EXTRACTED TEXT:
-- start --

That 11-foot plaster statue of Washington stood next to the actual Masonic Bible on which Washington took his oath of office. Today the bible is on display — at Federal Hall.
For this article, I’ve re-purposed a couple pieces of writing I did on these events a few years ago. The original pieces can be found here and here.
PODCAST Part One of our two-part series on New York City in the years following the Revolutionary War.
The story of New York City’s role in the birth of American government is sometimes forgotten. Most of the buildings important to the first U.S. Congress, which met here from the spring of 1789 to the late summer of 1790, have long been demolished. There’s little to remind us that our modern form of government was, in part, invented here on these city streets.

-- end --

WHAT TO DO:
#1 In the passage on New York City and the birth of American government, when did the first U.S. Congress meet in the city?
#2 Extend the passage on New York City and the birth of American government, picking up after its final sentence.

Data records
-- start --

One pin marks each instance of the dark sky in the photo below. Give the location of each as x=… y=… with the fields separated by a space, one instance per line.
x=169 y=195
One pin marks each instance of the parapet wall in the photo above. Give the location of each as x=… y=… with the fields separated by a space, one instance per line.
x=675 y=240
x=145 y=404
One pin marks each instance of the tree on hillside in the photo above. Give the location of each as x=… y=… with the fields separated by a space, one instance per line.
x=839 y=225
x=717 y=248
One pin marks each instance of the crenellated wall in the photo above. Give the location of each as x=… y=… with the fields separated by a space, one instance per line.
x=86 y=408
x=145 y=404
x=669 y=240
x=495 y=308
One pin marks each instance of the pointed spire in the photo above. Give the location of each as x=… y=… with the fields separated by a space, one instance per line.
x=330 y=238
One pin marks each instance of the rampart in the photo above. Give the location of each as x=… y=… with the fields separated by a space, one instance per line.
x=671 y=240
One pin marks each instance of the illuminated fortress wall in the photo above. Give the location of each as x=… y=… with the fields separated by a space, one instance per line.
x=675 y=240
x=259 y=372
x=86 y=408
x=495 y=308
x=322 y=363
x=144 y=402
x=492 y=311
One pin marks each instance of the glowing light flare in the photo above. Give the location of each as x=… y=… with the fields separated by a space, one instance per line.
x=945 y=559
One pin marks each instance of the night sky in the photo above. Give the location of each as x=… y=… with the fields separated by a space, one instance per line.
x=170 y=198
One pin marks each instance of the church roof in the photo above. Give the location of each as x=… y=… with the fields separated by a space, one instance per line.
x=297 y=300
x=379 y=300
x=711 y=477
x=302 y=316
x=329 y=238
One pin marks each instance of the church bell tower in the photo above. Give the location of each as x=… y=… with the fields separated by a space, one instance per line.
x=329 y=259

-- end --
-- start --

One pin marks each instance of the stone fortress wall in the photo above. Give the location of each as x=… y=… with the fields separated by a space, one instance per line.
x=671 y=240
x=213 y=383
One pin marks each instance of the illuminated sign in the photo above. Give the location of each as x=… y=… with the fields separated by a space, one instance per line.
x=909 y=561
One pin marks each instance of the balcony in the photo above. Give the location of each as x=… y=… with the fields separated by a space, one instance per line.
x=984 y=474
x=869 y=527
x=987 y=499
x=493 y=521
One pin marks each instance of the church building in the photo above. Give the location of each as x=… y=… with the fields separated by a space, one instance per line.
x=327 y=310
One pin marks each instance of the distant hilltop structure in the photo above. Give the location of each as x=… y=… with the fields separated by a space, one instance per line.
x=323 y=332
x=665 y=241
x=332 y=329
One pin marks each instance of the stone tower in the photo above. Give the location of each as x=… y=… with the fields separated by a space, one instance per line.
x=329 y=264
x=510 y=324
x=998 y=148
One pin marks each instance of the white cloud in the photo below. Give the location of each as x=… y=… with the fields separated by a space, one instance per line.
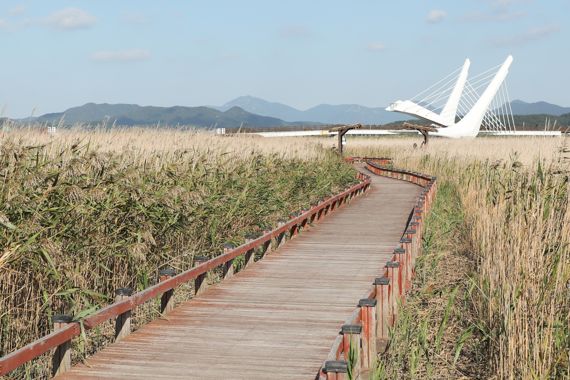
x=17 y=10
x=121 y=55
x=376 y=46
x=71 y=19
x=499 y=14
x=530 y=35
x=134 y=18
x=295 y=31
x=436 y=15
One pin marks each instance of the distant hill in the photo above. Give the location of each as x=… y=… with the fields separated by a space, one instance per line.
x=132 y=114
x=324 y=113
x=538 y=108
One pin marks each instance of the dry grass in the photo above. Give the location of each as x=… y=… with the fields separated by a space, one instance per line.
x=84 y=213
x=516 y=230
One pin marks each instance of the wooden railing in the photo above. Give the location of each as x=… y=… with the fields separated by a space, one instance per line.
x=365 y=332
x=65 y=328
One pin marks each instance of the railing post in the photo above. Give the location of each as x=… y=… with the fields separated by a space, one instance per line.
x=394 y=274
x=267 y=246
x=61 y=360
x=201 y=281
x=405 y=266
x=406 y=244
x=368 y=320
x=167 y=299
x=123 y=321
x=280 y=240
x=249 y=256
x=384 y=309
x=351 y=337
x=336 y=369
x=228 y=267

-- end --

ANSWERS TO THE EXERCISE:
#1 From the spring of 1789 to the late summer of 1790.

#2
Riding high on the victories of the Revolutionary War, the Founding Fathers organized a makeshift Congress under the Articles of Confederation. After an unfortunate crisis in Philadelphia, that early group of politicians from the 13 states eventually drifted up to New York (specifically to New York’s City Hall, to be called Federal Hall) to meet. But they were an organization without much power or respect.
The fate of the young nation lay on the shoulders of George Washington who arrived in New York in the spring of 1789 to be inaugurated as the first president of the United States. His swearing-in would finally unite Americans around their government and would imbue the port city of New York with a new urgency.
This is Part One of a two part celebration of these years, featuring cantankerous vice presidents, festive cannonades, and burning plumage! (Part Two arrives in two weeks.)
FEATURING Washington, Adams, Madison, Livingston and, of course, HAMILTON!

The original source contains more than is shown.